- Written task
Select every line of the rows below that contains the string "wood". Matching is case-sensitive.

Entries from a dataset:
□ □ □ □ □
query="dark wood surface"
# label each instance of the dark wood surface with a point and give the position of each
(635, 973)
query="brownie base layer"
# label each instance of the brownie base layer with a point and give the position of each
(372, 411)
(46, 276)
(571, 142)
□ □ □ □ □
- Solution
query="dark wood surface"
# label each instance of the dark wood surface with a point and give the position of each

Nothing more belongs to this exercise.